REQUIREMENT> Please collect each line in the rows below that contains the string "segment". Case counts.

[BEGIN GIVEN ENTRIES]

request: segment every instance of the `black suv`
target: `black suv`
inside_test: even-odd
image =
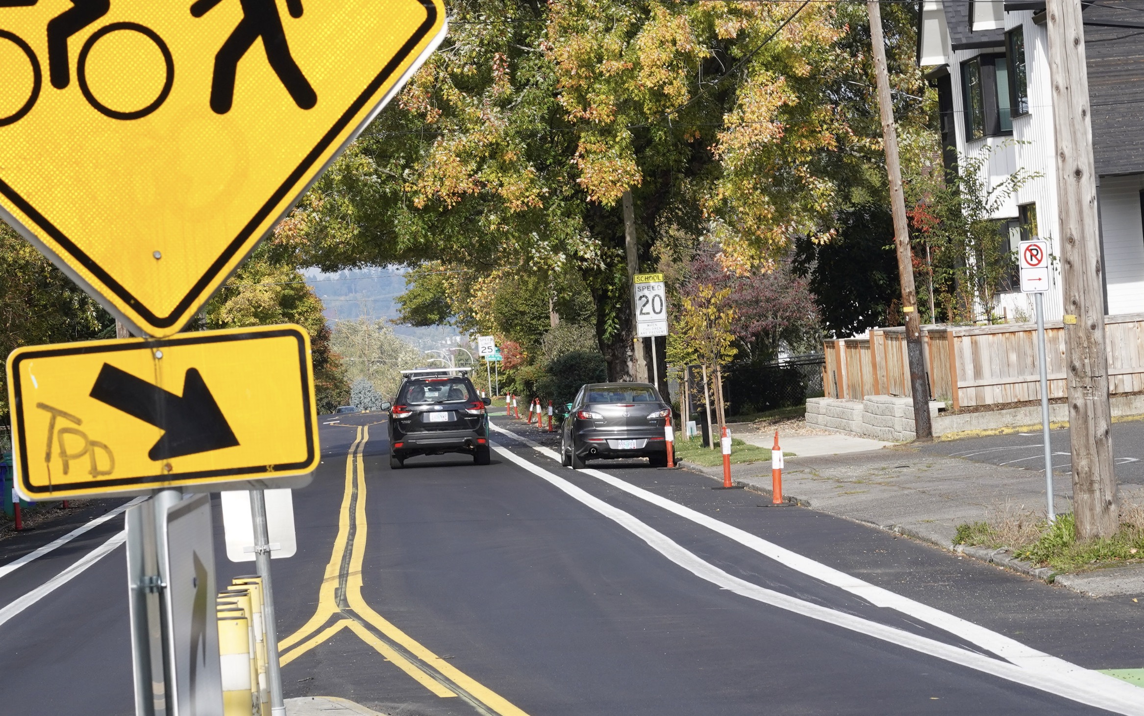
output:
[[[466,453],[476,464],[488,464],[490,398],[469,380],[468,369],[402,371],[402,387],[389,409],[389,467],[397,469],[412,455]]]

[END GIVEN ENTRIES]
[BEGIN GIVEN ENTRIES]

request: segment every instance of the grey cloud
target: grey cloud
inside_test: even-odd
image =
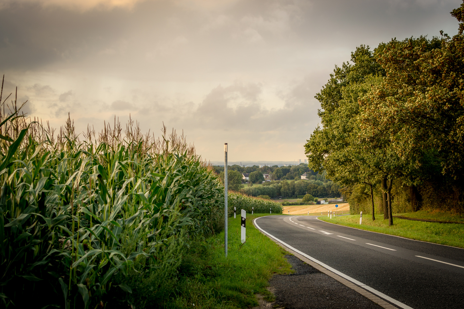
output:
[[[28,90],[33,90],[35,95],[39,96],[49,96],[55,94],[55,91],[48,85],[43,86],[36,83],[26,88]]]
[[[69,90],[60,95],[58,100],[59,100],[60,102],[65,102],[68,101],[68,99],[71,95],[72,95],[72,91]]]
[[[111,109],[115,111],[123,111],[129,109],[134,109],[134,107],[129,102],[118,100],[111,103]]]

[END GIVEN ENTRIES]

SOLUTION TO THIS TASK>
request: segment every instance of the `black suv`
request: segment every instance of the grey cloud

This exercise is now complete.